> [Working data]

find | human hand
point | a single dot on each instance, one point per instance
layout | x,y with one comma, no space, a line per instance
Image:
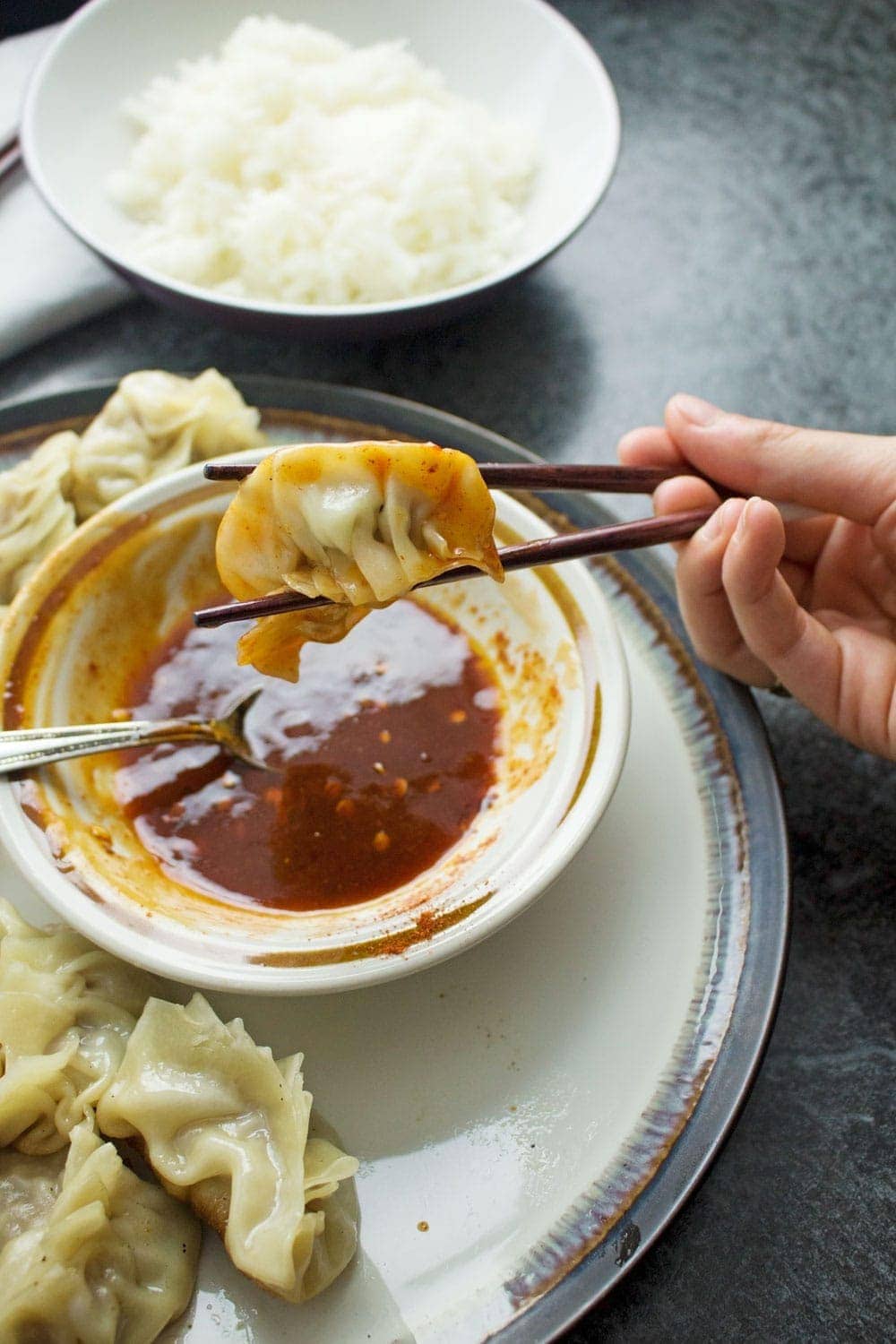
807,604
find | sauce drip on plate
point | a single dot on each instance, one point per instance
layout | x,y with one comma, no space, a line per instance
383,753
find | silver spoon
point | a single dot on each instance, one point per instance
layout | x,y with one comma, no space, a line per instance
26,747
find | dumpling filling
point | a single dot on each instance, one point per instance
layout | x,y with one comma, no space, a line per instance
357,523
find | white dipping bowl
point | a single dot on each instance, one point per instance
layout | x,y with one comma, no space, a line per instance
124,581
517,56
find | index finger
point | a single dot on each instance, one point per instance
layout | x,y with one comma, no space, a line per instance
850,475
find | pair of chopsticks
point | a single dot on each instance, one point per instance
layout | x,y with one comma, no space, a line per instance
548,550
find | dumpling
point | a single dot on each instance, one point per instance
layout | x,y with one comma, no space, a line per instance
357,523
153,424
35,513
66,1011
89,1252
225,1125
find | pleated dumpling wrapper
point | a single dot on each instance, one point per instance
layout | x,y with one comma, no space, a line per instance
155,424
66,1012
88,1249
357,523
226,1126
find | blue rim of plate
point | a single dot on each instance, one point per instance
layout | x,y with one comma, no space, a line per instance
582,1279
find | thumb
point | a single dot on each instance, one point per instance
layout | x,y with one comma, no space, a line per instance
852,475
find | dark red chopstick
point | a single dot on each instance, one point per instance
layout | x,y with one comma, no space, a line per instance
535,476
547,550
10,156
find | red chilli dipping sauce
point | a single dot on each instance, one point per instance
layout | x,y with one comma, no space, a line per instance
383,754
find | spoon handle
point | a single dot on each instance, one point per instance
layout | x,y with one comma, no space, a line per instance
24,747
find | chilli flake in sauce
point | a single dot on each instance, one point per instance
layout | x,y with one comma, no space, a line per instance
383,754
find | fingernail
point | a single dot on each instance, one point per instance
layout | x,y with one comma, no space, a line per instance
743,521
696,410
711,530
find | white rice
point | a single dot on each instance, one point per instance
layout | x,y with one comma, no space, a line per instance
295,168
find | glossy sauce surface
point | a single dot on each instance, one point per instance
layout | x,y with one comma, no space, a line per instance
383,753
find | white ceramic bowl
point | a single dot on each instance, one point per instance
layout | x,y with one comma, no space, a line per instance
517,56
124,580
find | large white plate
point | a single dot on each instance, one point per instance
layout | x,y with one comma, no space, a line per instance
530,1115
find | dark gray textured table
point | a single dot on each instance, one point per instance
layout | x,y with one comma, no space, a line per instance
745,252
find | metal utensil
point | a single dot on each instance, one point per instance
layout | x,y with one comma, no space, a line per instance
26,747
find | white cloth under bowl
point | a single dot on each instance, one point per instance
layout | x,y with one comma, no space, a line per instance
47,279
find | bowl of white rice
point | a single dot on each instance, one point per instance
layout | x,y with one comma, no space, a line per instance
331,169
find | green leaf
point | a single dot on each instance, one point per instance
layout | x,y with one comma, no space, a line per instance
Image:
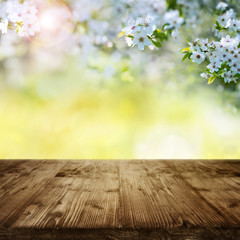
211,80
187,49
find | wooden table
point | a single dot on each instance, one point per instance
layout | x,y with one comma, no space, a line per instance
136,200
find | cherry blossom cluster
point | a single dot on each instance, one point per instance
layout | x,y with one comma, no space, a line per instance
223,55
150,23
20,17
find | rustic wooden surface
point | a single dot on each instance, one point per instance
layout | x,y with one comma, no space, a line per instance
119,199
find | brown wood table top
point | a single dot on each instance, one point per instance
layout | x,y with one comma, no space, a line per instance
135,199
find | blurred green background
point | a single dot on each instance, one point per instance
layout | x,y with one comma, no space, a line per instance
146,106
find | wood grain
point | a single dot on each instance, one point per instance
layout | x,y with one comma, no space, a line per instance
148,199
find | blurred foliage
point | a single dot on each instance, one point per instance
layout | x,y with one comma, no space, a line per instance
145,106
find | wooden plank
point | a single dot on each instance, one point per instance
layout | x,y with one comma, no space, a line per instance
216,183
17,194
120,200
81,195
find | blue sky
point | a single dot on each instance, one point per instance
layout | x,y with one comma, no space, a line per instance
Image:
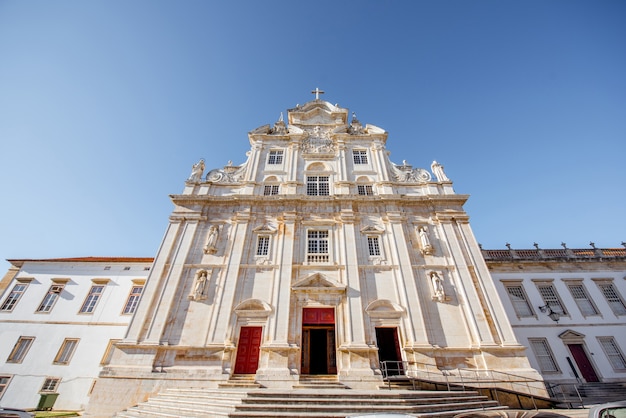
105,105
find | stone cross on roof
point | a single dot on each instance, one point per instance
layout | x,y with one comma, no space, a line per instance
317,93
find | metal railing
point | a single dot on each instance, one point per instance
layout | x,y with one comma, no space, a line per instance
492,380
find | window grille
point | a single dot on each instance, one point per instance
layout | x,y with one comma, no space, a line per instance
15,295
317,247
133,300
613,298
519,301
613,353
270,190
359,156
365,189
50,299
551,298
65,352
263,245
20,349
92,299
544,355
373,245
582,299
275,157
317,186
50,384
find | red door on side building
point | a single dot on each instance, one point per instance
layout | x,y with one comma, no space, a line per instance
583,363
248,350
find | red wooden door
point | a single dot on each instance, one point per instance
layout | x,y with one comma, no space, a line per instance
583,363
248,350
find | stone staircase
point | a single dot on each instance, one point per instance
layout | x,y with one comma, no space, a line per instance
306,403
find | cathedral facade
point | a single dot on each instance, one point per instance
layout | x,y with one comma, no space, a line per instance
317,256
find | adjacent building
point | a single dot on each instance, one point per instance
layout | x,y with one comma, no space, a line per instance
59,319
567,306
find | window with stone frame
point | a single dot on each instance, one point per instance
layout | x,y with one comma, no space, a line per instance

> [Exercise objective] Give the listing above again in its entirety and exactly; do not include the pictures.

> [Written answer]
find | human hand
point | a single dot on each instance, one point per instance
layout | x,y with one comma, no space, a line per instance
Image:
807,604
find | sauce drip on plate
point | a single dot on each instance, one point per instance
layout | x,y with one comma, no space, a line per instance
383,753
find | silver spoon
point | a single dot on each instance, one point per instance
layout | x,y with one comma, no space, a line per instance
26,747
find | dumpling filling
point | a single dot on each instance, one point per instance
layout | x,y with one comma, no space, a line per instance
357,523
find | white dipping bowl
point | a single dot on each instance, one point per instance
layout | x,y with one comma, no space, a line per instance
124,581
517,56
find | index finger
point | a single dot on each instance, one point per instance
layout | x,y with one comma, no space, a line per instance
850,475
find | pair of chopsticks
point | a single dot on each instance, one point per instance
layout | x,y with one comma, no space, a line per instance
548,550
find | dumpling
point | a single dot on each instance, one point per instance
layout | x,y with one comma, no space, a line per instance
357,523
153,424
35,513
66,1011
89,1252
225,1125
find | pleated dumpling wrapper
point | a single dot on each instance, one point per instance
layout | x,y with one comma, no space, a line per instance
155,424
66,1012
88,1249
357,523
226,1126
find | blue rim of plate
point | a single dot on each instance, one point per instance
layout | x,y with one comma, no space, a line per instance
582,1279
find | thumb
point | a single dot on each instance, one point per instance
layout | x,y with one comma, no space, a line per instance
852,475
find | dark red chopstick
point | a single dot on each instance, one point per instance
layout | x,y with one comma, no space, a line per instance
535,476
547,550
10,156
find | red chilli dipping sauce
point | a single dot on each instance, one point per instance
layout | x,y with one comma, no space, a line per instance
383,754
find | spoon handle
point | a single dot on each instance, one point per instance
layout | x,y with one comma, no space, a line per instance
24,747
find | chilli flake in sauce
point | a single dot on each instance, one point per instance
layout | x,y with one comma, no space, a line per instance
383,754
find | fingernail
point | a single dot on each instance, one point per instance
layout | x,y with one comma, no space, a line per instance
743,521
696,410
711,530
find | white rice
point | a single dot on each instance, one point per instance
layout | x,y with one comma, no space, a line per instance
295,168
find | glossy sauce surface
point | a single dot on each instance, one point per instance
layout | x,y with one comma, no space, a line per instance
383,753
find | white ceramic bowl
point | a single dot on each instance, one point per instance
layout | x,y with one comma, no space, a line per instance
517,56
124,580
find | large white plate
point | a single dot on each instance, one point per instance
layout | x,y with one comma, no space, a line per instance
530,1115
find | dark gray textured table
point | a single dot on each instance, one point per instance
layout | x,y with one comma, no space, a line per instance
745,252
find | metal utensil
point | a single dot on each instance, one point per instance
layout | x,y with one comma, no space, a line per instance
26,747
find | white cloth under bowl
point | a single dot on each instance, one point per instance
layout | x,y with one comma, no space, a line per instance
47,279
find | bowl of white rice
point | a single dot on each instance, one point per instance
layout | x,y with one comma, no space, a line per instance
331,169
find | green leaf
point | a single dot on each instance, one point per instance
layout | x,y with one comma, no space, a line per instance
Image:
211,80
187,49
find | wooden table
point | a single dot on each instance, one point per instance
layout | x,y with one comma, no space, a line per instance
136,200
find | cherry blossom cluster
point | a single dot on each instance, one point per instance
layout | x,y with one comma, no space, a line per instance
223,55
150,23
20,17
find | rustic wooden surface
point | a single dot on each instance, one point per instance
layout | x,y with one comma, no space, a line per instance
119,199
find | brown wood table top
point | a single dot on each instance, one point per instance
layout | x,y with one comma, no space, a line per instance
135,199
find | blurred green background
point | a single dot on each instance, one point per instance
layout | x,y with one comma, no space, a line per instance
146,106
find | wood grain
point | a single dot on each instance, one point per instance
layout | x,y with one comma, no space, a line per instance
148,199
find | blurred foliage
point | a single dot on each instance, one point per instance
layout | x,y with one comma, no space, a line per instance
145,106
find | wooden plank
point | a single dot on each instance, one point per instance
layout | x,y with one comma, no space, a line per instance
216,183
17,194
120,200
81,195
find | blue sky
point | a single dot on each instance, one point per instance
layout | x,y with one comma, no space, a line per instance
Image:
105,105
find | stone cross on roof
point | a single dot on each instance, one point per instance
layout | x,y with one comma, no space, a line per instance
317,93
find | metal railing
point | a single dot on each instance, one point per instance
layout | x,y with one comma, no space, a line per instance
492,380
find | window grille
point | a single dot on each instance, one point per instance
layout | x,y with one comma, no space, a line per instance
15,295
317,247
133,300
613,298
519,301
613,353
270,190
359,156
365,189
50,299
551,298
65,352
263,245
20,349
92,299
544,355
373,245
582,299
275,157
317,186
50,384
find | red door on side building
point | a single dot on each instance, one point per instance
layout | x,y with one comma, no space, a line per instance
583,363
248,350
find | red wooden door
point | a single dot on each instance, one point per instance
layout | x,y with one comma, no space, a line per instance
583,363
248,350
find | stone staircase
point | a single dot on each instance, one point per instance
layout | x,y with one comma, no space, a line per instance
306,403
find | cathedral facade
point | a single dot on each instance, one point per instance
layout | x,y with one comma, no space, a line per instance
317,256
find | adjacent building
point | a single dot on each instance, one point per instance
layout | x,y with one comma, no space, a line per instance
59,319
567,306
find | window with stone frame
point | a single dot on each instance, one point per instance
layout | x,y with one comma, no space, a line per instance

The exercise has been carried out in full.